### [INSTRUCTIONS TO FOLLOW]
Please output every line of the records below as a numbered list, leaving out any blank lines.

[Location identification items]
·····
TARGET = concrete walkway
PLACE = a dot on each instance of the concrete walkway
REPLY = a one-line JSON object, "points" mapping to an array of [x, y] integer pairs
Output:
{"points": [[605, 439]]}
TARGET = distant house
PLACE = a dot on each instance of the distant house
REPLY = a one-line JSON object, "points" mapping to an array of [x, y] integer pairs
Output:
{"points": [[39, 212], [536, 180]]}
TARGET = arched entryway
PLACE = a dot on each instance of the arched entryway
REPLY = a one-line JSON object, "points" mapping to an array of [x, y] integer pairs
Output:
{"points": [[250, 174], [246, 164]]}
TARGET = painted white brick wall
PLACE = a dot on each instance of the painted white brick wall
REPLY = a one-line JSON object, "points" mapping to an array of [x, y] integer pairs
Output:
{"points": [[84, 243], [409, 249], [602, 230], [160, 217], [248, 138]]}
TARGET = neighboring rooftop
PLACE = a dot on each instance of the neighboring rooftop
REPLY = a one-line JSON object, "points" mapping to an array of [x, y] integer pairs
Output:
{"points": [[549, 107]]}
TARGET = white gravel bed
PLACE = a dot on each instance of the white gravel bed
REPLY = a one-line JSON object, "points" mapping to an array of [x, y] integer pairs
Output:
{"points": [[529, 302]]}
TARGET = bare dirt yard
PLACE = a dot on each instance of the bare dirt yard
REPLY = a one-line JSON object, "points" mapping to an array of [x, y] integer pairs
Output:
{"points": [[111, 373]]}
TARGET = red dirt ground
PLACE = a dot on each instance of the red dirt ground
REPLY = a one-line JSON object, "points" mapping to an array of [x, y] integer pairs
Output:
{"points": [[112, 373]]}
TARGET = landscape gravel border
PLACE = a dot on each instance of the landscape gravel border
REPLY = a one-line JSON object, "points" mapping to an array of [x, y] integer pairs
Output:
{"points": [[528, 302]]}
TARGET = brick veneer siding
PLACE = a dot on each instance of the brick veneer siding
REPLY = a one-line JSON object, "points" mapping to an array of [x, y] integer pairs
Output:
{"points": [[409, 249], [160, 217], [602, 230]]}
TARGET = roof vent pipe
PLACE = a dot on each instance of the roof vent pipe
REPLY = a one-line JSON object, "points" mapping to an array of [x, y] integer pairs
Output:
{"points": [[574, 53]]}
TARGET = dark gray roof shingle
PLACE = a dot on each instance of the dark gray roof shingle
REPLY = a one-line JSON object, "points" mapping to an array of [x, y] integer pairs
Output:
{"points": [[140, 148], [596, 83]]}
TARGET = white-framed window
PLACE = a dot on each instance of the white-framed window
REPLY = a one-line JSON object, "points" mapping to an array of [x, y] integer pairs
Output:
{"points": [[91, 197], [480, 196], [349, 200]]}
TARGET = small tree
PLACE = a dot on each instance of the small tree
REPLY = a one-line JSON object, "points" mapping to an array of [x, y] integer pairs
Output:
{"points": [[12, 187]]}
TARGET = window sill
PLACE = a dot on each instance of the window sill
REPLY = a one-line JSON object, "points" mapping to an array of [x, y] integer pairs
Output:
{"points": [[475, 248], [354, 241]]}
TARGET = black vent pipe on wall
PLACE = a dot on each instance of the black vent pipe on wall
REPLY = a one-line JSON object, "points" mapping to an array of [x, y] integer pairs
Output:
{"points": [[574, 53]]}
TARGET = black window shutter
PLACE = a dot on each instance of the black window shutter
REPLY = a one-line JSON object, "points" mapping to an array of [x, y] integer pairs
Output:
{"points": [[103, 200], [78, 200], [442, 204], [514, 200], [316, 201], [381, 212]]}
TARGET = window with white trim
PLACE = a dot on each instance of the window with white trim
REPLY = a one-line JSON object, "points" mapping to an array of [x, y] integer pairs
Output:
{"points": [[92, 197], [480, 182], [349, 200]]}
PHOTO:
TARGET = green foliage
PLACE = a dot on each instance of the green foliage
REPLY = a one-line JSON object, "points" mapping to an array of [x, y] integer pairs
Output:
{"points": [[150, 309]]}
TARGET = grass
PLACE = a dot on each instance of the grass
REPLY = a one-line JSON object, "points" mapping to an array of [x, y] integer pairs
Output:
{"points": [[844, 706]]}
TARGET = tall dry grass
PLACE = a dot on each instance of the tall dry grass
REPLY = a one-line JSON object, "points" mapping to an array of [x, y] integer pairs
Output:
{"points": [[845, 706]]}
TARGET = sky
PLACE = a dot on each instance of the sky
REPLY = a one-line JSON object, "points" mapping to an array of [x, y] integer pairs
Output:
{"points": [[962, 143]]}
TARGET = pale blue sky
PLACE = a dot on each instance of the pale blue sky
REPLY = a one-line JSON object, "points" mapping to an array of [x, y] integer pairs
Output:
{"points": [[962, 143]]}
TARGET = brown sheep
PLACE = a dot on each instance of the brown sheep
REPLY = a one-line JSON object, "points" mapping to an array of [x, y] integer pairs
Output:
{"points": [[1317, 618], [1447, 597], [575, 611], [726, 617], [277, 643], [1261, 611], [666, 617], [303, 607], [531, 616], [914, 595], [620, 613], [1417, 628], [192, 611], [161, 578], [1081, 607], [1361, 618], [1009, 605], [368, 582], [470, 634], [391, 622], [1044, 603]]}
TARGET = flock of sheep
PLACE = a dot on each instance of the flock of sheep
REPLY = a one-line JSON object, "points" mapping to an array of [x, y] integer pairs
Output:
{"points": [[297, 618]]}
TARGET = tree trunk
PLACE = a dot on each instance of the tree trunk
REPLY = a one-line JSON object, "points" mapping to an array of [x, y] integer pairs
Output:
·····
### [RESULT OF THE TASK]
1. TARGET = concrete walkway
2. PLACE = a dot on each instance of the concrete walkway
3. REPLY = a one-line JSON object, "points" mapping to an array of [x, y] integer pairs
4. Output:
5. {"points": [[605, 439]]}
6. TARGET = distant house
7. PLACE = a dot on each instance of the distant house
8. REPLY = a one-line JSON object, "points" mapping to an array of [x, y] integer pairs
9. Output:
10. {"points": [[39, 212], [536, 180]]}
11. TARGET = arched entryway
12. PLACE = a dot on each instance of the arched entryway
13. REPLY = a one-line JSON object, "points" mapping to an array of [x, y] integer pairs
14. Output:
15. {"points": [[250, 174], [246, 164]]}
16. TARGET = painted white brick wall
17. PLACE = a dot on each instance of the painted white brick wall
18. REPLY = a one-line JSON object, "points" mapping to an array of [x, y] integer pairs
19. Output:
20. {"points": [[84, 243], [409, 249], [602, 230], [160, 217], [248, 138]]}
21. TARGET = neighboring rooftop
22. PLACE = a dot on each instance of the neighboring rooftop
23. REPLY = a one-line JSON object, "points" mapping to an array of [x, y] integer pairs
24. Output:
25. {"points": [[549, 107]]}
26. TARGET = white gravel bed
27. PLACE = a dot on each instance of the white gravel bed
28. REPLY = a one-line JSON object, "points" mapping to an array of [x, y] integer pairs
29. Output:
30. {"points": [[529, 302]]}
31. TARGET = bare dirt yard
32. PLACE = a dot on each instance of the bare dirt yard
33. REPLY = a one-line JSON object, "points" mapping to an array of [x, y] integer pairs
34. Output:
35. {"points": [[111, 373]]}
36. TARGET = red dirt ground
37. PLACE = a dot on each instance of the red dirt ground
38. REPLY = a one-line JSON object, "points" mapping to an array of [x, y] integer pairs
39. Output:
40. {"points": [[112, 373]]}
41. TARGET = landscape gravel border
42. PLACE = a dot on each instance of the landscape gravel border
43. REPLY = a one-line JSON object, "points" mapping to an array of [x, y] integer pairs
44. Output:
45. {"points": [[528, 302]]}
46. TARGET = brick veneer siding
47. PLACE = a dot on each instance of the brick veneer siding
48. REPLY = a one-line JSON object, "points" mapping to an array of [x, y] integer pairs
49. Output:
50. {"points": [[409, 249], [160, 217], [602, 230]]}
51. TARGET = roof vent pipe
52. PLACE = a dot on each instance of the roof vent pipe
53. REPLY = a one-line JSON object, "points" mapping to an array of [x, y] integer pairs
54. Output:
55. {"points": [[574, 53]]}
56. TARGET = dark gray roof shingle
57. PLACE = a dot on each instance of the dark gray roof shingle
58. REPLY = a one-line JSON object, "points" mapping to an array of [x, y] integer pairs
59. Output:
60. {"points": [[140, 148], [596, 83]]}
61. TARGET = white-framed window
62. PLACE = a dot on each instance of the white-framed window
63. REPLY = a one-line JSON object, "points" mapping to an array of [x, y] integer pairs
64. Output:
65. {"points": [[91, 197], [480, 196], [349, 200]]}
66. TARGET = small tree
67. PLACE = a dot on each instance of the small tree
68. REPLY = a one-line JSON object, "points" mapping to an array of [x, y] integer pairs
69. Output:
70. {"points": [[12, 187]]}
71. TARGET = window sill
72. PLACE = a dot on each instance of the window sill
73. REPLY = a one-line JSON object, "points" mapping to an array of [x, y] integer pairs
74. Output:
75. {"points": [[475, 248], [354, 241]]}
76. TARGET = black vent pipe on wall
77. PLACE = a dot on each instance of the black vent pipe on wall
78. REPLY = a one-line JSON object, "points" mapping to an array of [x, y] integer pairs
79. Output:
80. {"points": [[574, 53]]}
81. TARGET = black window shutter
82. PLACE = a dot on each instance of the black window shutter
83. REPLY = a one-line JSON object, "points" mapping to an array of [x, y] integer pairs
84. Output:
85. {"points": [[103, 200], [78, 200], [442, 204], [514, 200], [316, 201], [381, 212]]}
86. TARGET = window with white trim
87. PLACE = a dot on each instance of the window with white trim
88. REPLY = a one-line JSON object, "points" mapping to an array of [x, y] integer pairs
89. Output:
90. {"points": [[92, 197], [480, 182], [349, 200]]}
91. PHOTO:
92. TARGET = green foliage
93. PLACE = a dot on each instance of the green foliage
94. REPLY = a one-line JSON object, "points" mapping to an array of [x, y] integer pairs
95. Output:
96. {"points": [[150, 309]]}
97. TARGET = grass
98. PLACE = a dot on each instance of the grass
99. REPLY = a one-line JSON object, "points" mapping to an array of [x, y] integer pairs
100. Output:
101. {"points": [[844, 706]]}
102. TARGET = tall dry grass
103. PLACE = a dot on each instance of the tall dry grass
104. REPLY = a one-line JSON object, "points" mapping to an array of [x, y] integer pairs
105. Output:
106. {"points": [[845, 706]]}
107. TARGET = sky
108. PLACE = a dot on each instance of the sky
109. REPLY = a one-line JSON object, "points" mapping to an array of [x, y] integer pairs
110. Output:
111. {"points": [[962, 143]]}
112. TARGET = pale blue sky
113. PLACE = a dot on each instance of the pale blue sky
114. REPLY = a one-line JSON object, "points" mapping to an array of [x, y] integer pairs
115. Output:
116. {"points": [[962, 143]]}
117. TARGET = brown sheep
118. PLACE = a dot on each instance of the brown sheep
119. REPLY = a one-line JSON object, "points" mapping to an array of [x, y] integer pairs
120. Output:
121. {"points": [[1317, 618], [1447, 597], [575, 611], [726, 617], [277, 643], [1261, 611], [666, 617], [303, 607], [531, 616], [914, 595], [620, 613], [1417, 628], [192, 611], [161, 578], [1081, 607], [1361, 618], [1009, 605], [368, 582], [470, 634], [391, 622], [1044, 603]]}
122. TARGET = flock of sheep
123. PLACE = a dot on each instance of the flock of sheep
124. REPLY = a one-line JSON object, "points" mapping to an array of [x, y] integer pairs
125. Output:
126. {"points": [[297, 618]]}
127. TARGET = tree trunk
128. PLACE = a dot on each instance of the tree trunk
129. REPLY = a one-line JSON object, "points" mapping to an array of [x, y] integer pairs
130. Output:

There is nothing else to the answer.